§ The exercise: Can you quote the lines below exactly, starting at the line with "locate: small pebble" and going through the last one?

§ Extracted material:

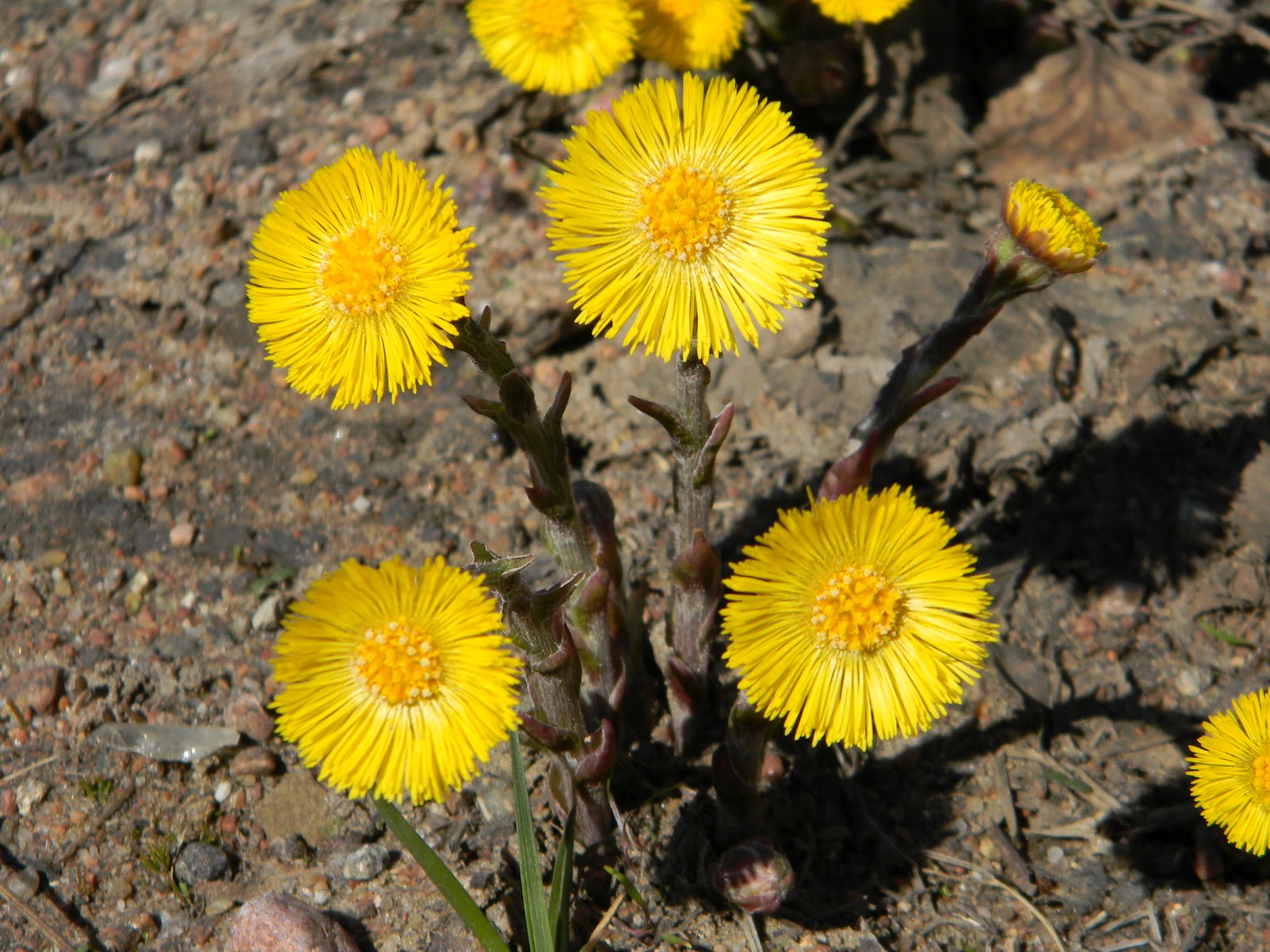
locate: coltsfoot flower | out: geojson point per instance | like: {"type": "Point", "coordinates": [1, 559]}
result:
{"type": "Point", "coordinates": [1231, 772]}
{"type": "Point", "coordinates": [856, 620]}
{"type": "Point", "coordinates": [1052, 228]}
{"type": "Point", "coordinates": [691, 35]}
{"type": "Point", "coordinates": [397, 679]}
{"type": "Point", "coordinates": [861, 10]}
{"type": "Point", "coordinates": [356, 278]}
{"type": "Point", "coordinates": [691, 221]}
{"type": "Point", "coordinates": [558, 46]}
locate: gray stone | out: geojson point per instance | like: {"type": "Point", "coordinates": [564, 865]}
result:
{"type": "Point", "coordinates": [201, 862]}
{"type": "Point", "coordinates": [290, 848]}
{"type": "Point", "coordinates": [366, 862]}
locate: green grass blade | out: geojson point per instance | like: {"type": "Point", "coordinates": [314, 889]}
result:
{"type": "Point", "coordinates": [562, 888]}
{"type": "Point", "coordinates": [531, 873]}
{"type": "Point", "coordinates": [448, 885]}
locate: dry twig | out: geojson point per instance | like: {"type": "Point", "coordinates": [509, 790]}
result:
{"type": "Point", "coordinates": [991, 879]}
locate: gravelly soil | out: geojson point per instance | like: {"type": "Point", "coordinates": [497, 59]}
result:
{"type": "Point", "coordinates": [163, 494]}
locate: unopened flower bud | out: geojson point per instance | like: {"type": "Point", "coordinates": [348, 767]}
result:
{"type": "Point", "coordinates": [1041, 238]}
{"type": "Point", "coordinates": [753, 876]}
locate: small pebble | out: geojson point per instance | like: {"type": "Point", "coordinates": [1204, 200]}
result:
{"type": "Point", "coordinates": [200, 862]}
{"type": "Point", "coordinates": [121, 466]}
{"type": "Point", "coordinates": [285, 924]}
{"type": "Point", "coordinates": [247, 715]}
{"type": "Point", "coordinates": [32, 489]}
{"type": "Point", "coordinates": [148, 154]}
{"type": "Point", "coordinates": [31, 793]}
{"type": "Point", "coordinates": [267, 615]}
{"type": "Point", "coordinates": [290, 848]}
{"type": "Point", "coordinates": [253, 762]}
{"type": "Point", "coordinates": [188, 197]}
{"type": "Point", "coordinates": [366, 862]}
{"type": "Point", "coordinates": [1191, 682]}
{"type": "Point", "coordinates": [182, 535]}
{"type": "Point", "coordinates": [38, 689]}
{"type": "Point", "coordinates": [25, 884]}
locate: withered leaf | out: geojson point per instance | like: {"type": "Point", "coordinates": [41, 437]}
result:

§ Answer to the task:
locate: small pebble | out: geojson point per instance | like: {"type": "Point", "coordinates": [1204, 200]}
result:
{"type": "Point", "coordinates": [200, 862]}
{"type": "Point", "coordinates": [121, 466]}
{"type": "Point", "coordinates": [285, 924]}
{"type": "Point", "coordinates": [247, 715]}
{"type": "Point", "coordinates": [32, 489]}
{"type": "Point", "coordinates": [148, 154]}
{"type": "Point", "coordinates": [31, 793]}
{"type": "Point", "coordinates": [267, 615]}
{"type": "Point", "coordinates": [290, 848]}
{"type": "Point", "coordinates": [253, 762]}
{"type": "Point", "coordinates": [188, 197]}
{"type": "Point", "coordinates": [366, 862]}
{"type": "Point", "coordinates": [1191, 682]}
{"type": "Point", "coordinates": [182, 535]}
{"type": "Point", "coordinates": [38, 689]}
{"type": "Point", "coordinates": [25, 884]}
locate: withered leaf | out: geojson point per instance | like: {"type": "Point", "coordinates": [41, 437]}
result:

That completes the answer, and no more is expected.